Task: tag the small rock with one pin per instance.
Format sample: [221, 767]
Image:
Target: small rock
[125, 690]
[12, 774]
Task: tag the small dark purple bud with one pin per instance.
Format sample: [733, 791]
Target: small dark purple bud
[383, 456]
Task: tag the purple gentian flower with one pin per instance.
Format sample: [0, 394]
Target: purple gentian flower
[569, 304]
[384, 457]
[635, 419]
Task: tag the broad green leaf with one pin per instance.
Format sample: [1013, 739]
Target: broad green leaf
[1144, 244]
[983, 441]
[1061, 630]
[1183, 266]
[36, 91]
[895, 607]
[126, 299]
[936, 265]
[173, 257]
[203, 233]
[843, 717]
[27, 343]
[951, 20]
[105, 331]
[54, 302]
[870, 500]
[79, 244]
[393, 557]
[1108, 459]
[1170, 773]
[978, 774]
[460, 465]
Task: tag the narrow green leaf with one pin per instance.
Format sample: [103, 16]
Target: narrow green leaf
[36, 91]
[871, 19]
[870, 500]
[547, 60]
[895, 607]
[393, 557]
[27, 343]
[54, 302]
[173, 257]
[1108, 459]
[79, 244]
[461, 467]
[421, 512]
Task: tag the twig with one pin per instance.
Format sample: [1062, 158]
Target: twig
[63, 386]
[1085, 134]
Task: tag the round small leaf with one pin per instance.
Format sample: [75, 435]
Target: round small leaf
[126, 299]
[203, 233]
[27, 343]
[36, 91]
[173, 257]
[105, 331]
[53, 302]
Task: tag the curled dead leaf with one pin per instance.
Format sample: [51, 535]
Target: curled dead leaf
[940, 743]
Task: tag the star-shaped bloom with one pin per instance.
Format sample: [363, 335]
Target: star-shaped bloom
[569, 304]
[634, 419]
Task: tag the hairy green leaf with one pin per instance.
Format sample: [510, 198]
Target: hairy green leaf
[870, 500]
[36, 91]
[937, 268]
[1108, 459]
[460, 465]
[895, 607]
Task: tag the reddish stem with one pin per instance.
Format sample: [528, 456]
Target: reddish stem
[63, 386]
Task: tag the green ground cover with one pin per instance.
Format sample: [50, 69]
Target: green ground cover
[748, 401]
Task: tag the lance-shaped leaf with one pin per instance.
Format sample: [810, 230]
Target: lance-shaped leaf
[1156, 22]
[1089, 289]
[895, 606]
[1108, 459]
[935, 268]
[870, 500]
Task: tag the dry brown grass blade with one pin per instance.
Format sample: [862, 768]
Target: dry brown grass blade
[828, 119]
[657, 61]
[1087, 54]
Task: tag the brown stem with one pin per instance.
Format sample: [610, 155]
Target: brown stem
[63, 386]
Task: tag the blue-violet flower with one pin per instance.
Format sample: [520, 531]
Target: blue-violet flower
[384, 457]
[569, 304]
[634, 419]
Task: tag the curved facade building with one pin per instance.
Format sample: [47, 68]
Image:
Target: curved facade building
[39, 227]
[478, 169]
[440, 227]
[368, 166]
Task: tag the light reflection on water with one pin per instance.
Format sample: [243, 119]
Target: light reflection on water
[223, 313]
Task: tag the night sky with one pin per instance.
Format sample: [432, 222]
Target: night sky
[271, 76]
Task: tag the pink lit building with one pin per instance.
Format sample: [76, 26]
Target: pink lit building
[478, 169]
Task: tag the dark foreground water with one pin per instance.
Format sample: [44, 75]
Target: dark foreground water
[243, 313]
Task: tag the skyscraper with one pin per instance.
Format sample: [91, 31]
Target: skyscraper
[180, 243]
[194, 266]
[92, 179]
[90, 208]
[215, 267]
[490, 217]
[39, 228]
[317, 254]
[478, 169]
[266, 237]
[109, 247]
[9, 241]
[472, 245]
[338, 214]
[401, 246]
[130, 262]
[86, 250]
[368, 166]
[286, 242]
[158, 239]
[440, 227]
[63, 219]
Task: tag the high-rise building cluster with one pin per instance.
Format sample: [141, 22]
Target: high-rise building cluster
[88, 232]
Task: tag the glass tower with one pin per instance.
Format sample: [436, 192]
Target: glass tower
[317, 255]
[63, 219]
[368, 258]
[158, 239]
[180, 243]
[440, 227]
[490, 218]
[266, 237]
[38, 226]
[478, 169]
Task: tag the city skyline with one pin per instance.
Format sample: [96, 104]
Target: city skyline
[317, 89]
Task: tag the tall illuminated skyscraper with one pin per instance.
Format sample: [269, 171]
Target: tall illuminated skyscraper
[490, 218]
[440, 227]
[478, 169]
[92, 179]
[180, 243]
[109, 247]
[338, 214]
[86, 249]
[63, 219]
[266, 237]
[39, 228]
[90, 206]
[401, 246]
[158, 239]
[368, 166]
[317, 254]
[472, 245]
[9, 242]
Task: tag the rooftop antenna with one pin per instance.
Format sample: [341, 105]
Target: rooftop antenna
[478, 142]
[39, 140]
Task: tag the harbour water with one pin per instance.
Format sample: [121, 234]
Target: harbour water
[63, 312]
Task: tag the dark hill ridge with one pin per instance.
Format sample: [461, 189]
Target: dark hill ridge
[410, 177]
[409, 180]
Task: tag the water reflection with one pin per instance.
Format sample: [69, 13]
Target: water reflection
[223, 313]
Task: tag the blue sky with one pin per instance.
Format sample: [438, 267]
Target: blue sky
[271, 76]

(Required work): Format every line of the listing above as a numbered list, omitting blank lines.

(Solution to this exercise):
1. Task: tag the small rock with one pin per instance.
2. Format sample: [221, 767]
3. Image:
4. Target: small rock
5. [125, 690]
6. [12, 774]
7. Task: tag the small dark purple bud with one pin per instance.
8. Format sample: [733, 791]
9. Target: small dark purple bud
10. [383, 456]
11. Task: tag the purple gentian flower with one pin per instance.
12. Format sample: [0, 394]
13. Target: purple gentian flower
14. [569, 304]
15. [384, 457]
16. [635, 419]
17. Task: tag the broad green leaf with one pin per instance.
18. Format sample: [1013, 739]
19. Target: broad green leaf
20. [1144, 244]
21. [983, 441]
22. [1061, 630]
23. [1183, 266]
24. [36, 91]
25. [895, 607]
26. [126, 299]
27. [936, 265]
28. [173, 257]
29. [203, 233]
30. [843, 717]
31. [27, 343]
32. [951, 20]
33. [105, 331]
34. [54, 302]
35. [870, 500]
36. [79, 244]
37. [393, 557]
38. [1108, 459]
39. [1170, 773]
40. [978, 774]
41. [460, 465]
42. Task: tag the narrow green leaf with one pin per instance.
43. Format sample: [103, 16]
44. Target: narrow green leaf
45. [36, 91]
46. [871, 19]
47. [870, 500]
48. [547, 60]
49. [895, 607]
50. [393, 557]
51. [27, 343]
52. [54, 302]
53. [173, 257]
54. [1108, 459]
55. [79, 244]
56. [461, 467]
57. [421, 512]
58. Task: tag the twig with one pin per instance.
59. Format sample: [1062, 158]
60. Target: twig
61. [63, 386]
62. [1085, 134]
63. Task: tag the round small leaf with one pin per instance.
64. Format sample: [75, 435]
65. Target: round small leaf
66. [126, 299]
67. [203, 233]
68. [27, 343]
69. [36, 91]
70. [173, 257]
71. [105, 331]
72. [53, 302]
73. Task: tag the curled dead leaf with one pin per instance.
74. Format sample: [51, 535]
75. Target: curled dead leaf
76. [940, 743]
77. Task: tag the star-shaped bloom with one pin per instance.
78. Format sample: [363, 335]
79. Target: star-shaped bloom
80. [569, 304]
81. [634, 419]
82. Task: tag the hairy green leaf with one pin per instance.
83. Format sample: [510, 198]
84. Target: hairy green leaf
85. [870, 500]
86. [36, 91]
87. [937, 268]
88. [1108, 459]
89. [460, 465]
90. [895, 607]
91. Task: tag the reddish stem with one pin per instance.
92. Format sample: [528, 456]
93. Target: reddish stem
94. [63, 386]
95. Task: tag the green ground cover with one pin per instance.
96. Format sample: [50, 69]
97. Target: green ground cover
98. [748, 401]
99. Task: tag the lance-shaped leaf with one pin per instance.
100. Format sample: [810, 230]
101. Target: lance-shaped leaf
102. [1156, 22]
103. [1089, 289]
104. [895, 606]
105. [1108, 459]
106. [935, 268]
107. [870, 500]
108. Task: tag the dry brown grass blade with one pin per instance.
109. Format sample: [862, 768]
110. Target: dry brown grass blade
111. [828, 119]
112. [657, 61]
113. [1087, 54]
114. Task: tag the brown stem with one pin per instance.
115. Format sample: [610, 155]
116. Target: brown stem
117. [63, 386]
118. Task: tag the blue-violet flower with one pin per instance.
119. Format sample: [520, 531]
120. Target: blue-violet flower
121. [384, 457]
122. [569, 304]
123. [634, 419]
124. Task: tag the curved facade building with one pin per instance.
125. Format sample: [47, 68]
126. Image:
127. Target: curved facade building
128. [39, 227]
129. [478, 169]
130. [440, 227]
131. [368, 166]
132. Task: tag the light reflection on water with one pin per instance.
133. Format sample: [243, 119]
134. Target: light reflection on water
135. [223, 313]
136. Task: tag the night sky with one pin per instance.
137. Format sample: [432, 222]
138. Target: night sky
139. [271, 76]
140. Task: tag the pink lit building with one pin per instance.
141. Format sample: [76, 26]
142. Target: pink lit building
143. [478, 169]
144. Task: tag the dark foreground water with one pin per instance.
145. Format sample: [44, 75]
146. Target: dark foreground water
147. [243, 313]
148. Task: tag the skyscraper with one pin per instance.
149. Format sample: [91, 31]
150. Target: skyscraper
151. [180, 243]
152. [194, 266]
153. [92, 179]
154. [90, 208]
155. [215, 267]
156. [490, 217]
157. [39, 228]
158. [317, 254]
159. [478, 169]
160. [266, 237]
161. [109, 247]
162. [9, 241]
163. [472, 245]
164. [338, 214]
165. [401, 246]
166. [130, 262]
167. [86, 250]
168. [368, 166]
169. [286, 242]
170. [158, 239]
171. [440, 227]
172. [63, 219]
173. Task: tag the high-rise building cluster with one pin per instance.
174. Format sample: [141, 22]
175. Target: high-rise building cluster
176. [88, 232]
177. Task: tag the glass tower with one pin per instance.
178. Format sample: [436, 192]
179. Target: glass tower
180. [317, 255]
181. [63, 219]
182. [368, 258]
183. [158, 239]
184. [180, 243]
185. [440, 227]
186. [490, 218]
187. [266, 237]
188. [38, 226]
189. [478, 169]
190. Task: tag the city skyline with one pin per instance.
191. Format sample: [96, 104]
192. Target: city skyline
193. [317, 89]
194. Task: tag the tall illuminated skyscraper with one pin per instance.
195. Format sample: [269, 171]
196. Target: tall illuminated skyscraper
197. [490, 218]
198. [440, 227]
199. [478, 169]
200. [92, 179]
201. [180, 243]
202. [109, 247]
203. [338, 214]
204. [86, 249]
205. [63, 219]
206. [266, 237]
207. [39, 228]
208. [90, 206]
209. [401, 246]
210. [158, 239]
211. [368, 166]
212. [317, 254]
213. [472, 245]
214. [9, 242]
215. Task: tag the rooftop antenna with one pin per instance.
216. Format sample: [341, 105]
217. Target: rooftop antenna
218. [478, 142]
219. [39, 140]
220. Task: tag the harbour water with one pin per instance.
221. Format sample: [121, 234]
222. Target: harbour water
223. [63, 312]
224. Task: tag the dark hill ridge with one pin per instance.
225. Format sample: [461, 189]
226. Target: dark hill ridge
227. [410, 177]
228. [409, 180]
229. Task: tag the water reflection with one pin per instance.
230. Format sample: [69, 13]
231. Target: water reflection
232. [223, 313]
233. Task: tag the blue sky with one pin per instance.
234. Format sample: [438, 267]
235. Target: blue sky
236. [271, 76]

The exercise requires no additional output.